**Task instructions:**
A: Duplicate the essay on mothers and paid work word for word between "It doesn't really" and "opportunities for women.", inclusive.
B: List every reason the essay on mothers and paid work gives for why women may work, treating each separately named goal as its own item.

**Source extract:**
________________________

That is the question.

The answer:

It doesn't really matter.

I want to say it's an age-old question, but the widespread prevalence of doing paid work outside the home after having children is only a few decades old.

Women have always contributed to their households through domestic chores, but outside paid labor started to grow in the late 19th century and it was only in the 1960's that reforms were made to equalize pay and work opportunities for women.

With these changes, the weight of the decision -- stay at home and raise your own children or leave the house to do paid work -- grew heavier. Today, the debate is no longer simply a financial or analytical question; it is also an emotional one.

Women may work because we want to "have it all" or because we want intellectual stimulation and a social life outside our children. We may work because we want financial independence or because we want respect, recognition and meaning.

Regardless of our choices and reasoning, however, there is always a proponent of the "other side" with some telling women to work and aspire for the top because it is possible to have it all and others saying it's impossible to do everything without sacrifices. Even more, some will say that quality parenting has nothing to do with the time you spend with your children, while others will say that having a stay-at-home parent leads to healthier, smarter, better adjusted children.

This debate is so polarizing that you find it in every day conversation as well. I was recently chatting to a working mom who told me, "I don't understand, we don't live in the stone age anymore, why would a woman choose to be financially dependent on her husband instead of working and being self-sufficient?" She continued, "if something were to heaven forbid happen to my husband, I could take care of myself and my kids, but I get so angry when I see a woman put herself in a position where she would be destroyed if she lost her husband."

________________________

**Data extract:**

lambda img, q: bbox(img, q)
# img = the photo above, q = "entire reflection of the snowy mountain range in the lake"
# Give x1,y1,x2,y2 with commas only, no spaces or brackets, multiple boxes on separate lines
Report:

________________________

**Task-by-task results:**
A:
It doesn't really matter.

I want to say it's an age-old question, but the widespread prevalence of doing paid work outside the home after having children is only a few decades old.

Women have always contributed to their households through domestic chores, but outside paid labor started to grow in the late 19th century and it was only in the 1960's that reforms were made to equalize pay and work opportunities for women.

B:
- to "have it all"
- intellectual stimulation
- a social life outside our children
- financial independence
- respect
- recognition
- meaning